- [Given exercise 1] Translate this sentence from the talk description into Spanish: "We start by introducing GeoMesa and demo-ing how it can be used to ingest Big Geospatial Data and perform operations on vectors."
- [Given exercise 2] Return, word for word, the part of the talk description that opens with the words containing "Bio: Masood Krohy" and closes with "in computer engineering.".

- [Excerpted passage]
— Start —

Title: Big Geospatial Data with Open-source Tech - Masood Krohy

Title: Big Geospatial Data with Open-source Tech - Masood Krohy

Masood Krohy at June 11, 2019 event of EDPP Montreal (montrealml.dev/data)

Title: Big Geospatial Data with Open-source Tech (Vectors, Rasters & Map-matching)

Presentation/Demo video: check out PatternedScience's YouTube channel at https://www.youtube.com/channel/UCjbEIZlS2DA45Bswi5EXWRw

Summary: Geospatial datasets (i.e. geocoded data points) are everywhere nowadays and often add enormous value to data analytics/mining and machine learning projects. In this new era of Big Data, libraries and engines such as GeoPandas, PostGIS and the equivalent products in the commercial space often fall short and cannot scale up sufficiently to let us tap into the Big Data that is being collected in many use cases and by many organizations. In this talk/demo, we explore free, open-source, Big Data-ready technologies and workflows like GeoMesa, GeoPySpark and OSRM-on-Spark and show how to use these Apache Spark-based tech/workflows for key geospatial operations and use cases. We start by introducing GeoMesa and demo-ing how it can be used to ingest Big Geospatial Data and perform operations on vectors. Next, we briefly introduce GeoPySpark, the Python interface to Geotrellis, for performing operations on rasters. At the end, we turn to map-matching which is the process of associating names to geocoded data points from an underlying network (e.g., determining which street a particular GPS point should be associated with). We describe and demo how we can combine OSRM with Spark to do scalable map-matching on Big Data and therefore open up a lot of possibilities for advanced data mining and machine learning projects.

Bio: Masood Krohy is a Data Science Platform Architect/Advisor and most recently acted as the Chief Architect of UniAnalytica, an advanced data science platform with wide, out-of-the-box support for time-series and geospatial use cases. He has worked with several corporations in different industries in the past few years to design, implement and productionize Deep Learning and Big Data products. He holds a Ph.D. in computer engineering.



June 11, 2019

— End —

- [Records]

— Start —

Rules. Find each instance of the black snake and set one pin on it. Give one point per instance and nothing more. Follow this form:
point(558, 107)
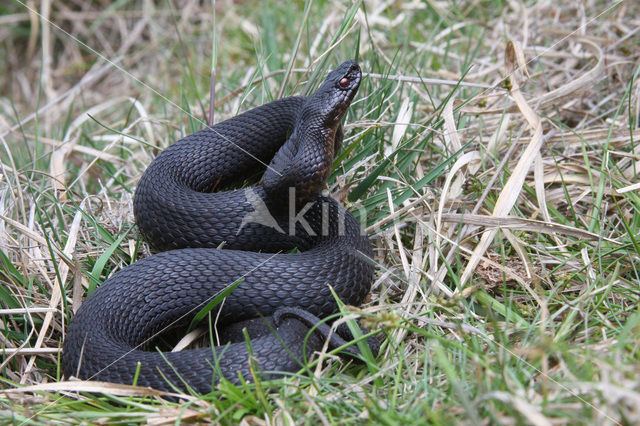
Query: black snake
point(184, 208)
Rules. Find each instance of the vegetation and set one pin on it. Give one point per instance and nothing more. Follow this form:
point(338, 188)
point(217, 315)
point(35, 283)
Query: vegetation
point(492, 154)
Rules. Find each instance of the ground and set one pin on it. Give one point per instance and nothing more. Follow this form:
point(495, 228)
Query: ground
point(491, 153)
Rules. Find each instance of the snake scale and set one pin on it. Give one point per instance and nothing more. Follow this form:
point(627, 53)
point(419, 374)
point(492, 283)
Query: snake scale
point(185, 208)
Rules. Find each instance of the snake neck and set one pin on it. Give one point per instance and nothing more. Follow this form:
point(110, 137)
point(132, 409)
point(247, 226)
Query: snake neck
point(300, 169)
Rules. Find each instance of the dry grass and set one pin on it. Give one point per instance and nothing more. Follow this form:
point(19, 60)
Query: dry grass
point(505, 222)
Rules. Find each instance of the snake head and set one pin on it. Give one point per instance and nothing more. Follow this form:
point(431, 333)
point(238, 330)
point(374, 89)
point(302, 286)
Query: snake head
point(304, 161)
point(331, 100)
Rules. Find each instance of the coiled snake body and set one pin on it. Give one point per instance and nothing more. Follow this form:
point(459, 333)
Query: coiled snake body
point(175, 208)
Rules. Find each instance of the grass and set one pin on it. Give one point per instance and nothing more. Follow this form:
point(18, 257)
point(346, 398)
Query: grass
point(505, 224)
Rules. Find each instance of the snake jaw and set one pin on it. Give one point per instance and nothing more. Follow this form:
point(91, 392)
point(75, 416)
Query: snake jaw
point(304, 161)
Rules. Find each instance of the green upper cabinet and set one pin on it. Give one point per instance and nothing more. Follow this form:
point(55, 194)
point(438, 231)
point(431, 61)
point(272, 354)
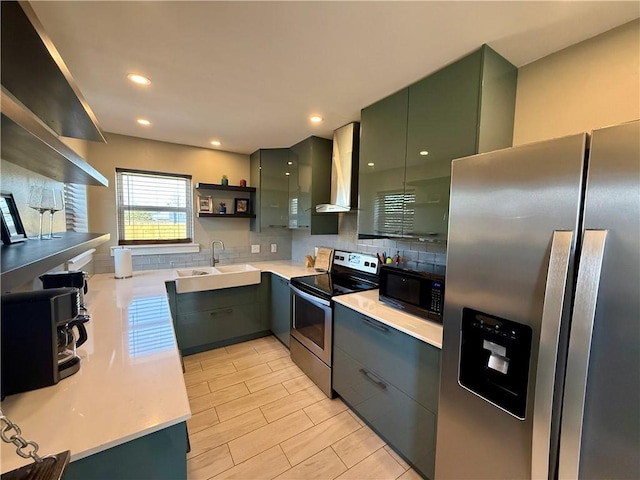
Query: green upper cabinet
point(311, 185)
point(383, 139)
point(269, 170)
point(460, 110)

— End —
— Start —

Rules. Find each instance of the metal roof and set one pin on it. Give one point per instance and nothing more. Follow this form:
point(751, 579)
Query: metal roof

— End —

- [Reply 1] Comenzamos presentando GeoMesa y demostrando cómo se puede usar para ingerir Big Data geoespacial y realizar operaciones con vectores.

- [Reply 2]
Bio: Masood Krohy is a Data Science Platform Architect/Advisor and most recently acted as the Chief Architect of UniAnalytica, an advanced data science platform with wide, out-of-the-box support for time-series and geospatial use cases. He has worked with several corporations in different industries in the past few years to design, implement and productionize Deep Learning and Big Data products. He holds a Ph.D. in computer engineering.